Rewrite all of the lines below, replacing every "pixel coords" with "pixel coordinates" and changing nothing else. Leave the pictures out of your answer.

___ DATA FOR THE TASK ___

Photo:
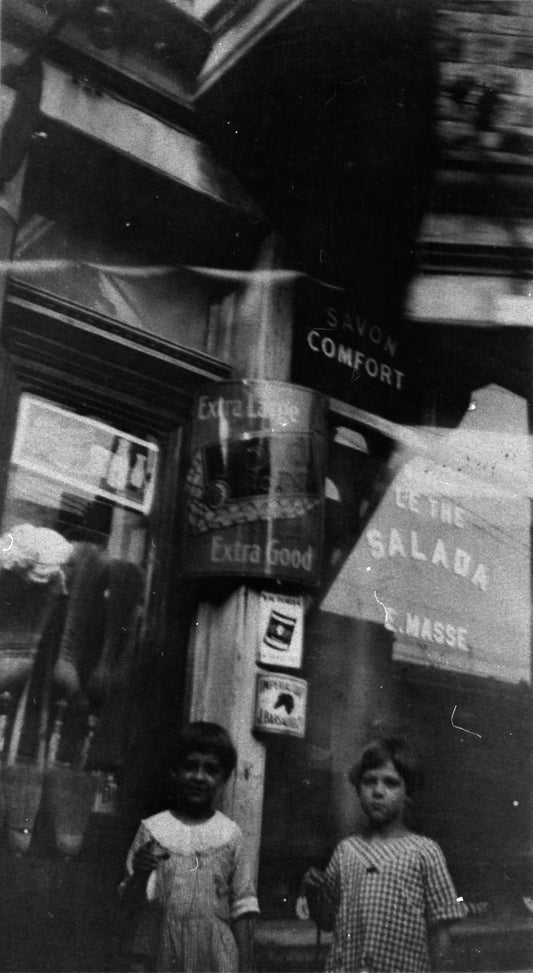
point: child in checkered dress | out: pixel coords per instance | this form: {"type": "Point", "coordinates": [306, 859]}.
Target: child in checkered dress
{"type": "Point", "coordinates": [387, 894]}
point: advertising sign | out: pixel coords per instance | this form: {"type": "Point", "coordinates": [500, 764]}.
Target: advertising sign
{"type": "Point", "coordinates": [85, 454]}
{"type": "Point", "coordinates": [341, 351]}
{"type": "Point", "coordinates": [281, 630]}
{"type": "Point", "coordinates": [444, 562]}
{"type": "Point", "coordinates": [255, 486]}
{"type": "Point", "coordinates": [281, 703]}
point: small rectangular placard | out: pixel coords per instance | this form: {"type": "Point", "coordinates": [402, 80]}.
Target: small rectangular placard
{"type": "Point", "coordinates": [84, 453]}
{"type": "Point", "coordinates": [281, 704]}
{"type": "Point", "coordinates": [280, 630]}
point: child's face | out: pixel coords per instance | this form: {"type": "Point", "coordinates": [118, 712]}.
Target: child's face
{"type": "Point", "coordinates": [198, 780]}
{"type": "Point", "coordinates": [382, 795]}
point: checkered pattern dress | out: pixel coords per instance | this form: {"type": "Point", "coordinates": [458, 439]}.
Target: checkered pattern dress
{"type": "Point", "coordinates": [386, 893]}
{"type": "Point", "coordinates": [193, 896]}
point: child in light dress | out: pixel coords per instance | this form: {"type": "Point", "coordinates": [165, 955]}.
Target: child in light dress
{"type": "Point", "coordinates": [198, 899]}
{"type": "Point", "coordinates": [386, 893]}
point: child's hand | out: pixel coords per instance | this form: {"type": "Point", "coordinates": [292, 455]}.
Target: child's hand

___

* REPLY *
Photo:
point: child in checkered dress | out: pixel coordinates per instance | this form: {"type": "Point", "coordinates": [306, 859]}.
Target: child in checkered dress
{"type": "Point", "coordinates": [387, 894]}
point: advertising sign | out: pixel coordinates per instance | this form: {"type": "Point", "coordinates": [500, 764]}.
Target: advertising sign
{"type": "Point", "coordinates": [85, 454]}
{"type": "Point", "coordinates": [341, 351]}
{"type": "Point", "coordinates": [281, 630]}
{"type": "Point", "coordinates": [444, 562]}
{"type": "Point", "coordinates": [255, 486]}
{"type": "Point", "coordinates": [281, 703]}
point: small rectangular placard | out: pixel coordinates per instance | this form: {"type": "Point", "coordinates": [402, 80]}.
Target: small rectangular placard
{"type": "Point", "coordinates": [84, 453]}
{"type": "Point", "coordinates": [281, 704]}
{"type": "Point", "coordinates": [280, 630]}
point: child's face | out: pixel coordinates per instance | this form: {"type": "Point", "coordinates": [118, 712]}.
Target: child's face
{"type": "Point", "coordinates": [198, 780]}
{"type": "Point", "coordinates": [382, 795]}
point: checkered pattern dress | out: pixel coordinates per instance | this form: {"type": "Point", "coordinates": [458, 439]}.
Target: checkered pattern dress
{"type": "Point", "coordinates": [386, 893]}
{"type": "Point", "coordinates": [193, 896]}
point: child in light dress | out: pixel coordinates per instance | this form: {"type": "Point", "coordinates": [165, 955]}.
Target: child in light dress
{"type": "Point", "coordinates": [198, 899]}
{"type": "Point", "coordinates": [386, 893]}
point: child's hand | out: pixel coordinates per instance | this form: {"type": "Point", "coordinates": [292, 455]}.
Target: child's hand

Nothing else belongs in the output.